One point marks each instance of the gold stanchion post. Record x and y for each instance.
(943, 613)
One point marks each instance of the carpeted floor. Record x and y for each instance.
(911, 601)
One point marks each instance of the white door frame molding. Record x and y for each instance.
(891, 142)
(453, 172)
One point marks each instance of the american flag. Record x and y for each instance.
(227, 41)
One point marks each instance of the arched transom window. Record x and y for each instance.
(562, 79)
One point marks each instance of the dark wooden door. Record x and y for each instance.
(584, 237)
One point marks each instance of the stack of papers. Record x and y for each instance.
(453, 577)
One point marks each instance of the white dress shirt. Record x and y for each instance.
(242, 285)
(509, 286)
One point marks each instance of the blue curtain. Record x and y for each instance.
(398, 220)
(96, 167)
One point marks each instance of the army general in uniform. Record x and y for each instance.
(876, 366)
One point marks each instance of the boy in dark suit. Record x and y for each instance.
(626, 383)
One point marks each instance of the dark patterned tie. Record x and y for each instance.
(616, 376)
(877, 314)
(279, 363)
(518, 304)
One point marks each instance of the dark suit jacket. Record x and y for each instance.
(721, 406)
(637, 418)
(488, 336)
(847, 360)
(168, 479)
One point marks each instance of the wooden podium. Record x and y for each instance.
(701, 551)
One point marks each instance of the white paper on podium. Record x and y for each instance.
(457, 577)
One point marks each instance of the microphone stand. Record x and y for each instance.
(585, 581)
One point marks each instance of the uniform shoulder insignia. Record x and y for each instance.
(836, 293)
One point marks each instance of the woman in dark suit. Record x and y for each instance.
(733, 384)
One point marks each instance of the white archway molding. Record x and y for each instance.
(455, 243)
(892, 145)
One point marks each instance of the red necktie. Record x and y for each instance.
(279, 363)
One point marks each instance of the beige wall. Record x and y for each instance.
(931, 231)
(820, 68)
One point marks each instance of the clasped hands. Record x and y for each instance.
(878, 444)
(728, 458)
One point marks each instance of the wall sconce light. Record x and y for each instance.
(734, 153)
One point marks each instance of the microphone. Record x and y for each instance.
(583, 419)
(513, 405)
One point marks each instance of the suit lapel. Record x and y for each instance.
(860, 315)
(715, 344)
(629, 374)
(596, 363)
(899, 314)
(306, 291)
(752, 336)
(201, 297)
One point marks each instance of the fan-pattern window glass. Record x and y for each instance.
□ □ □
▸ GOAL: Return, unchanged, each line from the line containing "One point marks each instance of the red" through the last line of the material.

▸ RESPONSE TO THE EXERCISE:
One point marks each instance of the red necktie. Record x and y for each instance.
(279, 363)
One point marks each instance of the beige wall. Record x and y for each instance.
(931, 231)
(820, 68)
One point marks each instance of the clasped hands. Record x and y for each instance.
(878, 444)
(728, 458)
One point marks each instance of the wall sconce light. Record x and y for each instance.
(734, 153)
One point marks each instance of the microphone. Record x and y for each instance.
(583, 419)
(513, 405)
One point marks each instance of the suit lapel. Record x and y for each instance.
(860, 315)
(715, 344)
(629, 374)
(596, 363)
(899, 314)
(306, 291)
(752, 336)
(201, 297)
One point marks each instance of the fan-pattern window glass. Record x and y for each instance.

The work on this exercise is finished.